*WHAT YOU ARE ASKED TO DO*
In the listing below, start at the line containing "Expected content: sponsor" and end with the line containing "142 41 258 381". Reproduce only those lines, with "sponsor banner" changed to "advertising board" and everything else left unchanged.

*RAW RECORDS*

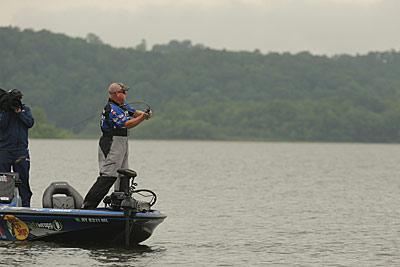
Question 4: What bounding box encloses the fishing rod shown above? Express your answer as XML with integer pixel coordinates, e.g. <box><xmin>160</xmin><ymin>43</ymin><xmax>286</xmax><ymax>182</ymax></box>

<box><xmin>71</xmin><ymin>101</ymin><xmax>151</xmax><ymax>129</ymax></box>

* * *

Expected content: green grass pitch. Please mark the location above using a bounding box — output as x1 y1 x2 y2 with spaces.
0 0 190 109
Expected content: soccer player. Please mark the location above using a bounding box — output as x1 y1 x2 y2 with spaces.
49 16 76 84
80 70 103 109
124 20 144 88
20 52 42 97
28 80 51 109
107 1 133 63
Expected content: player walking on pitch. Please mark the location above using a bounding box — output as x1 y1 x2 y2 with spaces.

...

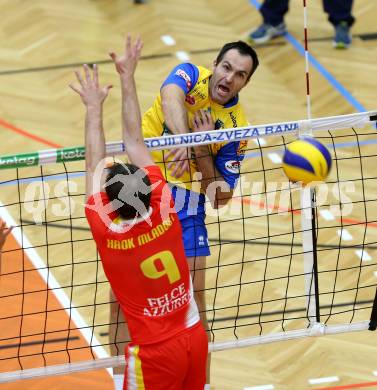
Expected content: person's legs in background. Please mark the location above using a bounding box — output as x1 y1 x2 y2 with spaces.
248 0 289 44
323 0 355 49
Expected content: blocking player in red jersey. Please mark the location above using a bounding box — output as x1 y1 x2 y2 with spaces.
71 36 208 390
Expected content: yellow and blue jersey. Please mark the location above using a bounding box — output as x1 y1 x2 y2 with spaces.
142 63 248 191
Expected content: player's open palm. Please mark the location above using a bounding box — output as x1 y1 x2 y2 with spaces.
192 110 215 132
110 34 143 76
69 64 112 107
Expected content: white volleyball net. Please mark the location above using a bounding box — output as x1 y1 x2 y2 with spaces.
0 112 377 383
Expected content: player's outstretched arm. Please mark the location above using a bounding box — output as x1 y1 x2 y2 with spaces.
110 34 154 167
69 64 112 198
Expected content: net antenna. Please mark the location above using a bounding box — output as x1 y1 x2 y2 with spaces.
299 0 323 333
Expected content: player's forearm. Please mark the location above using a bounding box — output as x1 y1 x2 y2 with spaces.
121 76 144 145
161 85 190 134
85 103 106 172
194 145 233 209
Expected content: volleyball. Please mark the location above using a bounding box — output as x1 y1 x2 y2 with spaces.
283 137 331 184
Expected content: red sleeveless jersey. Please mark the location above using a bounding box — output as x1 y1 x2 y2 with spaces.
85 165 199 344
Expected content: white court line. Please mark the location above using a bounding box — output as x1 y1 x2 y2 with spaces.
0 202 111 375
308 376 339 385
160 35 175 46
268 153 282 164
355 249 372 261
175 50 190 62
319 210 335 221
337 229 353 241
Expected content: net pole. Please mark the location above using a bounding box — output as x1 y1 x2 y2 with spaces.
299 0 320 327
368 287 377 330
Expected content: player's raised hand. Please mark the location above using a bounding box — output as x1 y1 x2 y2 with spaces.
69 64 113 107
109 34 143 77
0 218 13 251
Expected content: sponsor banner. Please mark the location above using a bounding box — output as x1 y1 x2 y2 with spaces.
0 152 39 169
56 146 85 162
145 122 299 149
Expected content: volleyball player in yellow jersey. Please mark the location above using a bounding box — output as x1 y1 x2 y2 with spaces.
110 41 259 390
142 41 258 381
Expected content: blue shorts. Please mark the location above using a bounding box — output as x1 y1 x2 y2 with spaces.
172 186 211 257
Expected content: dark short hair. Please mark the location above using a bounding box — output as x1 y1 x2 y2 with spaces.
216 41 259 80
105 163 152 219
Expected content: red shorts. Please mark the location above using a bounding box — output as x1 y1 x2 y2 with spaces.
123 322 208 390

*EXERCISE RESULT*
Expected content: advertising board. Please mark the location above using a bounding box — output as x1 y1 x2 y2 with spaces.
0 152 39 169
56 146 85 162
145 122 299 149
Expected content: volleyball player in yellow jersey. Please mark the location above using a bounding box — output as x1 y1 x2 y2 with spaces.
110 41 259 390
142 41 258 381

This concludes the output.